── EXCERPT PROVIDED ──
Restrictive covenants: are they enforceable?
Restrictive covenants are often included in employment contracts. They protect the employer’s business by restricting the activities of an employee, generally after the employment has ended.
However, the restrictive covenant has to be balanced with the restraint of trade principle, in that an individual should be free to follow their trade and use their skills without undue interference.
Case study: Freshasia Foods Ltd v Jing Lu
In the recent case of Freshasia Foods Ltd v Jing Lu  EWHC 3644 (Ch), Mr Lu, who was employed by Freshasia Foods Ltd (a supplier of specialist food products to Chinese retail shops and restaurants), left to work for its competitor, Kung Fu.
Non-solicitation clause in contract
Mr Lu had worked as Freshasia Foods’ Marketing Advertising Manager. He had signed a non-solicitation clause in his employment contract which prohibited him from soliciting, or attempting to solicit, any business from Freshasia Foods’ current or potential customers for a 12-month period after the termination of his employment. A non-competition clause also prohibited him from directly or indirectly competing with the business during his employment and for 12 months post-termination.
───
THE TASKS:
1. Translate into French the following sentence from the article on restrictive covenants: "Restrictive covenants are often included in employment contracts."
2. According to the article on restrictive covenants, what position did Mr Lu hold at Freshasia Foods?
3. Indicate whether each statement agrees with the article on restrictive covenants, and quote the deciding words:
(a) Mr Lu left Freshasia Foods to work for a competitor named Kung Fu.
(b) The non-competition clause applied only after Mr Lu's employment had ended.
(c) Freshasia Foods supplies specialist food products to Chinese retail shops and restaurants.
── RECORD EXTRACTS ──
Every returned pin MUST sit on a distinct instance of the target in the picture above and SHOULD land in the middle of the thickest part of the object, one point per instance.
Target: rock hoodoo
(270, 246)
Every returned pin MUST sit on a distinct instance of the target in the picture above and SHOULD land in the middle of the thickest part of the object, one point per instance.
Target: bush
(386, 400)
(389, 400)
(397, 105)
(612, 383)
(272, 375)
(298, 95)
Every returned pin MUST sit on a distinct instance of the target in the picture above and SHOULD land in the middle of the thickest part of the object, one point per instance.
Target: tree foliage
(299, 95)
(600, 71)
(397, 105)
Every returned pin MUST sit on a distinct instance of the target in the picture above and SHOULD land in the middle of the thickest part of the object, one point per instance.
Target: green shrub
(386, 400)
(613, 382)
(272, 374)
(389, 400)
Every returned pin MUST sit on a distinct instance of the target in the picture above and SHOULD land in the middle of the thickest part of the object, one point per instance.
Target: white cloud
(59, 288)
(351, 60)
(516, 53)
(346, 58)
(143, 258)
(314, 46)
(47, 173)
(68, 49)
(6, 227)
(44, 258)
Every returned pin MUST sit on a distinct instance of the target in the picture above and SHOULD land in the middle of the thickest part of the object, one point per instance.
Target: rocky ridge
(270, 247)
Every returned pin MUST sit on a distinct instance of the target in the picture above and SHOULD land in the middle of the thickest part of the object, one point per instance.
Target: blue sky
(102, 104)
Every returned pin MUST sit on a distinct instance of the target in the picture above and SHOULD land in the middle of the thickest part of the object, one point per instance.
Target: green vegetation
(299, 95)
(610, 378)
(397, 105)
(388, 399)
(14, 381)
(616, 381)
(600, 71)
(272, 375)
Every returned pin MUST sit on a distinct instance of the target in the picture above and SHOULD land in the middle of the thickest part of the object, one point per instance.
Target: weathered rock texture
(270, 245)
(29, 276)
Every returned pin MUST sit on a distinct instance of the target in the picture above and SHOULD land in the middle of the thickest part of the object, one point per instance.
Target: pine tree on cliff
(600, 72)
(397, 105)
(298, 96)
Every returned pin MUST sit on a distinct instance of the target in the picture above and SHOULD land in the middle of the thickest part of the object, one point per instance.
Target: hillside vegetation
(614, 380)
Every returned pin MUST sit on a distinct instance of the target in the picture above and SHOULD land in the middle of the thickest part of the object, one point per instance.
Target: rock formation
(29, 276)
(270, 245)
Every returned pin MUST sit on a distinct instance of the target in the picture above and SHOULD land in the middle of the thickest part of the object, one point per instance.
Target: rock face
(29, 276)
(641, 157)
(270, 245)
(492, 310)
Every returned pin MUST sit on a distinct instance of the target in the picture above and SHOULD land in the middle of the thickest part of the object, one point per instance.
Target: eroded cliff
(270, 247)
───
ANSWERS TO THE PROBLEMS:
1. Les clauses restrictives sont souvent incluses dans les contrats de travail.

2. Marketing Advertising Manager.

3.
(a) Yes: "left to work for its competitor, Kung Fu."
(b) No: "during his employment and for 12 months post-termination."
(c) Yes: "a supplier of specialist food products to Chinese retail shops and restaurants"